|(1916 - )
British molecular biologist who was instrumental in the 1953 discovery of the structure of DNA and in 1957 of how DNA makes proteins, a finding called the "central dogma" of molecular biology. His accomplishments led to the rise of the new field of molecular biology, new studies in genetics, and earned him the 1962 Nobel Prize in physiology.
Crick, born in Northampton, England, developed an interest in mathematics and science during his grade school years at the Mill Hill School in London. He went on to complete his undergraduate and postgraduate work in physics at the University College in London. After World War II, while performing protein research at Cambridge's Cavendish Laboratory, Crick enrolled in Gonville and Gains College to obtain a doctoral degree.
With the breakout of World War II in Europe, Crick joined the Admiralty Research Laboratory and developed powerful mines for the British navy. After the war, he switched his studies to biology. Crick began performing cell research at the Strangeways Research Laboratory in 1947. In 1949, he moved to the Cavendish Laboratory in Cambridge and began a study of proteins.

## ENTRIES SUPPLIED
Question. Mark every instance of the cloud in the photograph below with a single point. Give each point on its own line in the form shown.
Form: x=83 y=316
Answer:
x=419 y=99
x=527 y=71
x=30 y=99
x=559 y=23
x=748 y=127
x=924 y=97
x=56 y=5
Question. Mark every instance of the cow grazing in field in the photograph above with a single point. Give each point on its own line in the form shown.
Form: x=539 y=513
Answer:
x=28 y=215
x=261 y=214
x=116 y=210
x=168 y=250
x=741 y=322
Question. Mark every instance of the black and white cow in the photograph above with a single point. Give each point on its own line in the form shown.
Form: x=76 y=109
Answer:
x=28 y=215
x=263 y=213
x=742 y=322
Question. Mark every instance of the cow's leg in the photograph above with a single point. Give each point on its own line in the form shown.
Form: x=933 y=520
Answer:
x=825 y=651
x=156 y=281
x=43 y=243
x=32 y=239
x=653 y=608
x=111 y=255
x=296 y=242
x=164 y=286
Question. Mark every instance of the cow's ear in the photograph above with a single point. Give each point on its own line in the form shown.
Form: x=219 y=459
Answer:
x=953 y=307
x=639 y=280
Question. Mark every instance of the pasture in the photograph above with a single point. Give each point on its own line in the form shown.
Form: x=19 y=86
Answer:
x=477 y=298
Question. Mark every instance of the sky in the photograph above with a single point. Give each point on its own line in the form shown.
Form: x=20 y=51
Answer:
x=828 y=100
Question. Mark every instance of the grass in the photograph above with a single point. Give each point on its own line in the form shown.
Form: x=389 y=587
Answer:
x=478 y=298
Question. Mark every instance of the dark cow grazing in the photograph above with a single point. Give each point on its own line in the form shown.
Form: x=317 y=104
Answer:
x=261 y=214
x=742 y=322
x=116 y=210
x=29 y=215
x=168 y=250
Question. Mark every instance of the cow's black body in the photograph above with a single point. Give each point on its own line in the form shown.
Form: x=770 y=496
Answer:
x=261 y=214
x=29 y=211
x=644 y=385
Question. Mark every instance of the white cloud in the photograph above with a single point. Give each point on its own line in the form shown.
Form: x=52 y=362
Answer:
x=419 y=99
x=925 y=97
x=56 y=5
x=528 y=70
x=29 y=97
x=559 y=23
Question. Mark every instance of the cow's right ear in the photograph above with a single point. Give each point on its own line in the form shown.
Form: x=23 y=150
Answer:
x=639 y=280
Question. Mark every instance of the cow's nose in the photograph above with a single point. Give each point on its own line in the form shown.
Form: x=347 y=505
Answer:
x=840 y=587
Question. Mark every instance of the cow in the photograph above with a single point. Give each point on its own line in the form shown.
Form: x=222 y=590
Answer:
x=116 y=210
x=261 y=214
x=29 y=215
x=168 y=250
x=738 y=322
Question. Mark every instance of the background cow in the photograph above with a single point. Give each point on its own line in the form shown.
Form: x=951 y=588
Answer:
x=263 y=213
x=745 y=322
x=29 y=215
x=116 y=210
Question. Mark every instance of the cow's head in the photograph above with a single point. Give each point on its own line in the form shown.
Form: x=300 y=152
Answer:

## TASK SET
[1] Print the passage on Crick from "With the breakout" to "study of proteins.".
[2] Decide whether each statement agrees with the passage on Crick, answering yes or no and quoting the deciding words: (a) Crick developed mines for the British navy at the Admiralty Research Laboratory. (b) Crick began cell research at the Strangeways Research Laboratory in 1949. (c) Crick's undergraduate work was in chemistry.
The listing was drawn from a separate source.

## RESULTS
[1]
With the breakout of World War II in Europe, Crick joined the Admiralty Research Laboratory and developed powerful mines for the British navy. After the war, he switched his studies to biology. Crick began performing cell research at the Strangeways Research Laboratory in 1947. In 1949, he moved to the Cavendish Laboratory in Cambridge and began a study of proteins.

[2]
(a) Yes: "Crick joined the Admiralty Research Laboratory and developed powerful mines for the British navy."
(b) No: "Crick began performing cell research at the Strangeways Research Laboratory in 1947."
(c) No: "complete his undergraduate and postgraduate work in physics"